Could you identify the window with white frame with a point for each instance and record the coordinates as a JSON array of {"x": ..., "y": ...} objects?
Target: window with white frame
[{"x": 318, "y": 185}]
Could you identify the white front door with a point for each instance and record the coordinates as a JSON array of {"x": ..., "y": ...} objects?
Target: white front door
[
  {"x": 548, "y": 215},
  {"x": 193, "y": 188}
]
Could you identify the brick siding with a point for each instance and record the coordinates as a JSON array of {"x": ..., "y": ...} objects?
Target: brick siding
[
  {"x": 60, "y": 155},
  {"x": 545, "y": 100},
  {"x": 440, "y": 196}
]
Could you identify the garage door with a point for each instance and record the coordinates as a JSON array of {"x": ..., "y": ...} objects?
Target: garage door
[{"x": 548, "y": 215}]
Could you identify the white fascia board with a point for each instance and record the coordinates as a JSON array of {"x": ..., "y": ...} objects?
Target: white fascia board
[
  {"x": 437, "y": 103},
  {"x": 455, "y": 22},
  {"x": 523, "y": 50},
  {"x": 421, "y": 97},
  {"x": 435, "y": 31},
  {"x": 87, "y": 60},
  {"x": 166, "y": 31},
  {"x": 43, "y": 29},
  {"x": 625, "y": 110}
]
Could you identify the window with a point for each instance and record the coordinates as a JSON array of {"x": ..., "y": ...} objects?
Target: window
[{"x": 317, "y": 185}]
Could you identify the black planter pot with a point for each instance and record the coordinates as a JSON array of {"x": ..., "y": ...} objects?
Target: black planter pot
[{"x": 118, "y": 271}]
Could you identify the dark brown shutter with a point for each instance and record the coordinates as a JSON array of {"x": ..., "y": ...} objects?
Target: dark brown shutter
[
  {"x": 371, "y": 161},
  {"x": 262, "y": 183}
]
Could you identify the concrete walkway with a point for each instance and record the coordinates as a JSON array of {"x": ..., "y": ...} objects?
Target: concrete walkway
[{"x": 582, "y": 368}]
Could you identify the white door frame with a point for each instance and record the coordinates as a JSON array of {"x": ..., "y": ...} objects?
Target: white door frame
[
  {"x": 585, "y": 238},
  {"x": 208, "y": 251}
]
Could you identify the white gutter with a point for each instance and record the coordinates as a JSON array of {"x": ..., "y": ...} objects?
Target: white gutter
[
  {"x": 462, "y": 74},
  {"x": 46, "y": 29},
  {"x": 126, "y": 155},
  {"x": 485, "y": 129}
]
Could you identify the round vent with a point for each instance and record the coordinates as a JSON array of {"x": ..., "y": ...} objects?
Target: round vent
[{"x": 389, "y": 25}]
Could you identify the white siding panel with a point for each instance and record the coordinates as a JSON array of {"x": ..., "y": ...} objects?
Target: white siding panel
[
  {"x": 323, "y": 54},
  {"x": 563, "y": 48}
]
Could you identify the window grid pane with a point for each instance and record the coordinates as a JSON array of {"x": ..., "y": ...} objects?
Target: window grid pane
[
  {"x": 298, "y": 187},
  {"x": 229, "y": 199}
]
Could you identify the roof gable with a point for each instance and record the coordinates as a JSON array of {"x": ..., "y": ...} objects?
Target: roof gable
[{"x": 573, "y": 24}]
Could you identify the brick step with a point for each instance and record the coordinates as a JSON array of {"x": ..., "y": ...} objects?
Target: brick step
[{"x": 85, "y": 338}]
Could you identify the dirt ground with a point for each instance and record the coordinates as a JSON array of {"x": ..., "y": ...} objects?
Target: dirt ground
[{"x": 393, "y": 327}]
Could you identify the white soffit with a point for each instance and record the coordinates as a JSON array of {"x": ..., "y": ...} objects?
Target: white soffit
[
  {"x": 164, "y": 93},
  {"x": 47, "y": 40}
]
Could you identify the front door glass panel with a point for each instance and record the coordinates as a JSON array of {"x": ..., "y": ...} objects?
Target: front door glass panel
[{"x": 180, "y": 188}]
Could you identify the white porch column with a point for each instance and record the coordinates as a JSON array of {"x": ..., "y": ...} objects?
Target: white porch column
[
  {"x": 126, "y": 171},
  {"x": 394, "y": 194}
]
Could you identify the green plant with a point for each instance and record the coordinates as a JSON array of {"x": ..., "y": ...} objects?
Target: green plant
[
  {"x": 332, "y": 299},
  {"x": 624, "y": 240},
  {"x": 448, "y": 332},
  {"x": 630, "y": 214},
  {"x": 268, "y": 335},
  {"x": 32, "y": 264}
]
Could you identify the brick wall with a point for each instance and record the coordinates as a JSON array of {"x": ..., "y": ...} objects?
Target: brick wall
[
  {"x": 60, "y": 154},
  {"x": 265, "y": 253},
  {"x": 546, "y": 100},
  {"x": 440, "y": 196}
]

* * *

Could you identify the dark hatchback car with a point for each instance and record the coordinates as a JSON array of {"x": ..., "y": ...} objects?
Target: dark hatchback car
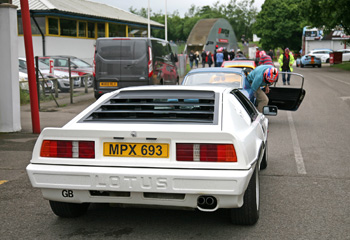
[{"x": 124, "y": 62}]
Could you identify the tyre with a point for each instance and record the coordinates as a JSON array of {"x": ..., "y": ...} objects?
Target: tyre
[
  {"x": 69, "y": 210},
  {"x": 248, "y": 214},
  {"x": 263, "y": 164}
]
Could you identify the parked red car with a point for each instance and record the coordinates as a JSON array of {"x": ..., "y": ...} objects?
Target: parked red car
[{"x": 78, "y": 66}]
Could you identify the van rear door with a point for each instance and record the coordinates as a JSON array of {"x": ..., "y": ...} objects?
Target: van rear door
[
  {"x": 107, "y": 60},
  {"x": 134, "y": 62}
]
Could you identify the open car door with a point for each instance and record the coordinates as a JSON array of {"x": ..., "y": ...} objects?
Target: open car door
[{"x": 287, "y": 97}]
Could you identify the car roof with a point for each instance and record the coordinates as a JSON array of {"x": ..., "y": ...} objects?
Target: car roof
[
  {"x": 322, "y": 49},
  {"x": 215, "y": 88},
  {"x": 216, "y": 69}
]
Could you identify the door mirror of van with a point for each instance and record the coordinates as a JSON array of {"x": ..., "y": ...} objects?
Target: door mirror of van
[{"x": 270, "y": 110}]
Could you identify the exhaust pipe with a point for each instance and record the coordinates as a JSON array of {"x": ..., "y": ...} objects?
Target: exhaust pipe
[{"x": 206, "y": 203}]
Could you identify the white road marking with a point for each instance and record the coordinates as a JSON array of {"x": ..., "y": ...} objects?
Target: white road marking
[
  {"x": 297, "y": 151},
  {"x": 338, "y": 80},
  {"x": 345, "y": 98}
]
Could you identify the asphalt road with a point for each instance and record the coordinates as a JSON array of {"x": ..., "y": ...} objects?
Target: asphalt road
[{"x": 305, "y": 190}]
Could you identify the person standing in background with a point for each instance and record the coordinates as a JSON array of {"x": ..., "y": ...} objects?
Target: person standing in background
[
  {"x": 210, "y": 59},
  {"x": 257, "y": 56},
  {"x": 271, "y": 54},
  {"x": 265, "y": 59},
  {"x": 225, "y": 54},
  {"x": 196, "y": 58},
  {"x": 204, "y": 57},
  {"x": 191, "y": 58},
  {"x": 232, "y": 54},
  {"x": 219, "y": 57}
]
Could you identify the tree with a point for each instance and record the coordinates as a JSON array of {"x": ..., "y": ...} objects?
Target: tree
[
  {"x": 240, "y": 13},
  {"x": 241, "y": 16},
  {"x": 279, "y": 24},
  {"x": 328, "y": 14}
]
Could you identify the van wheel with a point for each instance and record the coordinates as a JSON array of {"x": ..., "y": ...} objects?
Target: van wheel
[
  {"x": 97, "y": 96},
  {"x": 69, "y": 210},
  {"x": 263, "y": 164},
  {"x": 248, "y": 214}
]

# Directions
Report every line of the entries above that contains the word "frame", treating uppercase and lowercase as distinct.

# Completed exercise
Could you identify the window with white frame with a point for each instance and record the coordinates as a JSON array of {"x": ..., "y": ...} objects?
Target: window with white frame
Could you identify the white door frame with a point for each instance and record the coordinates as a JSON array of {"x": ..., "y": ...} objects?
Target: white door frame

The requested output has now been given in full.